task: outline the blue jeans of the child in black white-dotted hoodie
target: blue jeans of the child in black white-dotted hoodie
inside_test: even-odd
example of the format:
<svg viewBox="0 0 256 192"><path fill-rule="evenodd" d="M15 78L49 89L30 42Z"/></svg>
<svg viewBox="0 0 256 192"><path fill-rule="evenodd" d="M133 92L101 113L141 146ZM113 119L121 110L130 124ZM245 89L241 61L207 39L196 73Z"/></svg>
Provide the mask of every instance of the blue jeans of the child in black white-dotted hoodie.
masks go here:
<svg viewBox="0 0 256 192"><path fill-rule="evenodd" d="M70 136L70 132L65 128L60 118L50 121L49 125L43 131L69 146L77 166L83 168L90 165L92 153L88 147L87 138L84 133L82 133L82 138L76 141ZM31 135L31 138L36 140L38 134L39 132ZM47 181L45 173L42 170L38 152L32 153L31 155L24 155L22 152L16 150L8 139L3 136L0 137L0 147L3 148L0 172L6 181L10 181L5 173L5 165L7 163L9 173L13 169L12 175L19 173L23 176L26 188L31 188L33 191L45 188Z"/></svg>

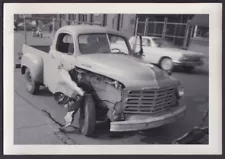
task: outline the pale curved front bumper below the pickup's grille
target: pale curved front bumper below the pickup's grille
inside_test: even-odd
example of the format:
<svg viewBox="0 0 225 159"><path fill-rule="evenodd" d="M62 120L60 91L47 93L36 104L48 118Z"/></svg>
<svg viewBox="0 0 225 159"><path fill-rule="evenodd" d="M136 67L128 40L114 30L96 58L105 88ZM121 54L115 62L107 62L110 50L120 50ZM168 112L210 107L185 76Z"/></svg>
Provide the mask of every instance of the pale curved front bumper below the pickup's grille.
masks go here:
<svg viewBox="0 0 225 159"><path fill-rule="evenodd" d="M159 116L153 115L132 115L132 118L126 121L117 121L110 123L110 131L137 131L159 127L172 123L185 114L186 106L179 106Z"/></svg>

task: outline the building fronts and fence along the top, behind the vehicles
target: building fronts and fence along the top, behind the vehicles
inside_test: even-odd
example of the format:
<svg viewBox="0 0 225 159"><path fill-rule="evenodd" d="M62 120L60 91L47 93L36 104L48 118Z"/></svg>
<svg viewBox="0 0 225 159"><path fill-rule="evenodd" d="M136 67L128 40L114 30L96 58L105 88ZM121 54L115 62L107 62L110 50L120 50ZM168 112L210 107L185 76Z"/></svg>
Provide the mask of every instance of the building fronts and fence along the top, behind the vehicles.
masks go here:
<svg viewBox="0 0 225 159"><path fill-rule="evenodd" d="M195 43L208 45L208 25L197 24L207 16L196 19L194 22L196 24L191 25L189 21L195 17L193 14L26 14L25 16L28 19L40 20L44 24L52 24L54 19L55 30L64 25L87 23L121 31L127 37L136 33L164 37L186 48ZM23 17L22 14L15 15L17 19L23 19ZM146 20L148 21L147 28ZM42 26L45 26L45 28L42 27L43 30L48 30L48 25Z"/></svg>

* * *

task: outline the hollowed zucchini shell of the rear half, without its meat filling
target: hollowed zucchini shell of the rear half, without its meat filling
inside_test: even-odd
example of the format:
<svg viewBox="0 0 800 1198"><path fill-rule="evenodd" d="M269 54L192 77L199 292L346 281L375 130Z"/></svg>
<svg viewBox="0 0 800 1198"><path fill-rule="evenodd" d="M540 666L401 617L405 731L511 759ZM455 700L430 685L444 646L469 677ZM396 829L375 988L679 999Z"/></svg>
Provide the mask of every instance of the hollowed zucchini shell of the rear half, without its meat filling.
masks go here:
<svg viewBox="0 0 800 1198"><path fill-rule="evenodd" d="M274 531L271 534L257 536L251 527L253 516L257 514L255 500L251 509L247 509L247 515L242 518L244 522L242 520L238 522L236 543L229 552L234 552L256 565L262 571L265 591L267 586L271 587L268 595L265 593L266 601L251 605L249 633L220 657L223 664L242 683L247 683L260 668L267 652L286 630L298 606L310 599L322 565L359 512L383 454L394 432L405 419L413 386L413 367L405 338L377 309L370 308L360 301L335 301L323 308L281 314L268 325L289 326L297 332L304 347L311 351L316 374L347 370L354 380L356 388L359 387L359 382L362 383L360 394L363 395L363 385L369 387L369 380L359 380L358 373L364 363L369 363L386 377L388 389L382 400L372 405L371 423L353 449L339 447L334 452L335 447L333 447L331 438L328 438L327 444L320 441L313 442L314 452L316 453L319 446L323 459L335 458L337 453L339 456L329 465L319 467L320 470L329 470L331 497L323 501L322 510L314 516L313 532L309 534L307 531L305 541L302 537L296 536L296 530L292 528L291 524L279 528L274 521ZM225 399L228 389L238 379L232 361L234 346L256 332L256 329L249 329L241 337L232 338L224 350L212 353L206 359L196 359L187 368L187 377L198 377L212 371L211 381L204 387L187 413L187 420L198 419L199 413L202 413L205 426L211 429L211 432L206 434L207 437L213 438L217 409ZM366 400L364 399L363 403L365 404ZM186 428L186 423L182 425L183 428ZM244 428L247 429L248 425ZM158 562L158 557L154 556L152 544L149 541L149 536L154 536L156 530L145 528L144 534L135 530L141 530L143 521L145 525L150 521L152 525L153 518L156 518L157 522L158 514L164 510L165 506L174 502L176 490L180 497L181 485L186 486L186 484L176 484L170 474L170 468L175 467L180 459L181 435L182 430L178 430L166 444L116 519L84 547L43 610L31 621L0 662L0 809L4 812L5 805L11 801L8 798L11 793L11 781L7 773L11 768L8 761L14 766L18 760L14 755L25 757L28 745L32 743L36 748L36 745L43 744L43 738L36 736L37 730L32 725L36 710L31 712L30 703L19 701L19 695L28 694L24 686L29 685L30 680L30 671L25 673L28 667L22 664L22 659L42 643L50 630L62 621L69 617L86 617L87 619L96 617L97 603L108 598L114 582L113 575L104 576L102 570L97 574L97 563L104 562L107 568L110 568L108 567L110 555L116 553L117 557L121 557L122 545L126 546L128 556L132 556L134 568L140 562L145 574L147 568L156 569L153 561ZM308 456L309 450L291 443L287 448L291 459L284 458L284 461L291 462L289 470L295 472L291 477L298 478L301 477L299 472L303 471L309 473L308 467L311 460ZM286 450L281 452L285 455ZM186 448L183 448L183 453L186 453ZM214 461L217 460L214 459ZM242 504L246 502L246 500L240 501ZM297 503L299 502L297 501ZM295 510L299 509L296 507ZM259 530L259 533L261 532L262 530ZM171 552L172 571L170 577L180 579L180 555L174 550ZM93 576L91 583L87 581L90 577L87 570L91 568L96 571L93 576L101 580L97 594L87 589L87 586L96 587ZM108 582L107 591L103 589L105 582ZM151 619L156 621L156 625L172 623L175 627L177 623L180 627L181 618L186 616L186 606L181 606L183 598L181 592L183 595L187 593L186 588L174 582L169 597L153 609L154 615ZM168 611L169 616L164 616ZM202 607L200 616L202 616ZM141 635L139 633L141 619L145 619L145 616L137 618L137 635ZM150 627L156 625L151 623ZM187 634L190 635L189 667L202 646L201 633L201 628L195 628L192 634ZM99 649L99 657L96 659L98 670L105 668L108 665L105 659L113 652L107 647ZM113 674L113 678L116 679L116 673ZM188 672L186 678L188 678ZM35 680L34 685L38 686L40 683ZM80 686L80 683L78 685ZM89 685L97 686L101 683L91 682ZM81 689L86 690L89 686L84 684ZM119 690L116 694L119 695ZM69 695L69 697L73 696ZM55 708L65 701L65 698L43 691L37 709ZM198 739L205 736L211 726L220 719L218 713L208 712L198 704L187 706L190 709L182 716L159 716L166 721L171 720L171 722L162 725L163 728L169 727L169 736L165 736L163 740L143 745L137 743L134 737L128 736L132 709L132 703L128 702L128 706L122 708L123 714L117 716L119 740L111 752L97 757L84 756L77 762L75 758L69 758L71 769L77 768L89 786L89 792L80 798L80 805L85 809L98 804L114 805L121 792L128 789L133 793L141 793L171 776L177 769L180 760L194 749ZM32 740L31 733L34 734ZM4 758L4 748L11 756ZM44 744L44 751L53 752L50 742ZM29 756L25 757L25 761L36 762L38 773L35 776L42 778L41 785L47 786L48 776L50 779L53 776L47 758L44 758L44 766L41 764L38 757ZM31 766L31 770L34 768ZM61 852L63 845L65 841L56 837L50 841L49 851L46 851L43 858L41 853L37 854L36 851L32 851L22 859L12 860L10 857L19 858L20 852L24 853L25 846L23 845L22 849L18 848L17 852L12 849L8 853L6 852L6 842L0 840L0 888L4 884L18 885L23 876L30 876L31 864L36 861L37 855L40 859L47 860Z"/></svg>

Problem to solve:
Reproduce exactly, and only, the part of the listing above that begins at the line with "92L101 113L141 146ZM113" and goes on through the line with "Provide the mask of every instance of the blue".

Solution to the exercise:
<svg viewBox="0 0 256 192"><path fill-rule="evenodd" d="M133 92L101 113L141 146ZM113 119L121 110L130 124ZM245 89L241 61L207 39L196 73Z"/></svg>
Provide the mask of every instance of the blue jeans of the child in black white-dotted hoodie.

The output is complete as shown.